**Problem to work on**
Every line of the data is to be output verbatim.

══ Data for processing ══

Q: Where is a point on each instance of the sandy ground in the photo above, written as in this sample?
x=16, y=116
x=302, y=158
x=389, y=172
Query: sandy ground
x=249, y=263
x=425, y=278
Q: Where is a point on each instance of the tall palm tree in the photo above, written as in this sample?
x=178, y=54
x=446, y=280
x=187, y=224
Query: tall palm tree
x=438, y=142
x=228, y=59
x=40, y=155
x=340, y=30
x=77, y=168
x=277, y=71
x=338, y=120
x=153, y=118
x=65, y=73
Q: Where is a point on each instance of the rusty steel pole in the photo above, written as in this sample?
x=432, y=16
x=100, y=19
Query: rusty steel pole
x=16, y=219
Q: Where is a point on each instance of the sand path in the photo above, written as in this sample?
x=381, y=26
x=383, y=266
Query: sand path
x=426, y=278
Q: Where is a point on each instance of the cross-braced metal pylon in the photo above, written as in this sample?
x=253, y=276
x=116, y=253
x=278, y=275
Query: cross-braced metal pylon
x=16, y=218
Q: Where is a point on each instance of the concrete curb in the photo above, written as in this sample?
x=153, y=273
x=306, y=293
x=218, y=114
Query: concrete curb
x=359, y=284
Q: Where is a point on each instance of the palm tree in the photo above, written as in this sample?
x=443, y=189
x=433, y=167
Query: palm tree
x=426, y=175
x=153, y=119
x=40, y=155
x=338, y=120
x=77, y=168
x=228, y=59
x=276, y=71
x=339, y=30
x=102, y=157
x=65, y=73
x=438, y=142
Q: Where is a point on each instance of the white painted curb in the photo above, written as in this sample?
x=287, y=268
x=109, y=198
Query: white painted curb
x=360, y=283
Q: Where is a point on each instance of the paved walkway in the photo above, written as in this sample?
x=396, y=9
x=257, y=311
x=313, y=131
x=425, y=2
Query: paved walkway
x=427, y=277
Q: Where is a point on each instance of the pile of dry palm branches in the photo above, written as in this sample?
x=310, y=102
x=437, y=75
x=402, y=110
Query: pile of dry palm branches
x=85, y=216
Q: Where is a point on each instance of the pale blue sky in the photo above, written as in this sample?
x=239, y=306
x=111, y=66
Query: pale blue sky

═══

**Result of this exercise**
Q: Where is a point on each instance of the sandy ground in the photo above, written as in this sample?
x=16, y=116
x=302, y=158
x=389, y=172
Query: sandy ground
x=249, y=263
x=425, y=278
Q: Where is a point on each instance of the tall palm tree in the photo above, written as in this sample?
x=178, y=54
x=446, y=280
x=187, y=224
Query: tall palm tree
x=438, y=142
x=228, y=59
x=40, y=155
x=340, y=30
x=77, y=168
x=277, y=71
x=338, y=120
x=153, y=118
x=65, y=73
Q: Where is a point on each instance of the rusty steel pole in the photo above, written as in this sample?
x=432, y=16
x=100, y=19
Query: rusty steel pole
x=16, y=219
Q: Where is a point on each instance of the sand path in the photo above, written as in this sample?
x=381, y=26
x=383, y=266
Query: sand path
x=426, y=278
Q: Where is a point on each instance of the cross-braced metal pylon in the photo above, written as in this sample?
x=253, y=276
x=116, y=253
x=278, y=275
Query: cross-braced metal pylon
x=16, y=218
Q: Where is a point on each instance of the concrete curb in the photo above, written as in this sample?
x=153, y=273
x=306, y=293
x=218, y=114
Query: concrete curb
x=359, y=284
Q: Where is a point on each instance of the palm tree in the photo above, written as in this sample?
x=443, y=189
x=433, y=167
Query: palm tree
x=426, y=175
x=153, y=119
x=40, y=155
x=338, y=120
x=77, y=168
x=228, y=59
x=276, y=71
x=339, y=30
x=102, y=157
x=65, y=73
x=438, y=142
Q: Where is a point on each instance of the white painted curb in the photo above, written as in this sample?
x=287, y=268
x=109, y=198
Query: white painted curb
x=360, y=283
Q: Where is a point on each instance of the paved walkway in the photo above, written as in this sample?
x=396, y=9
x=257, y=311
x=313, y=131
x=425, y=2
Query: paved walkway
x=427, y=277
Q: Where is a point on each instance of the pile of dry palm branches in the photo above, written as in this sample?
x=310, y=102
x=437, y=75
x=402, y=110
Query: pile of dry palm branches
x=85, y=216
Q: Where is a point on each instance of the pale blue sky in the photo above, written as in this sample?
x=239, y=306
x=111, y=66
Query: pale blue sky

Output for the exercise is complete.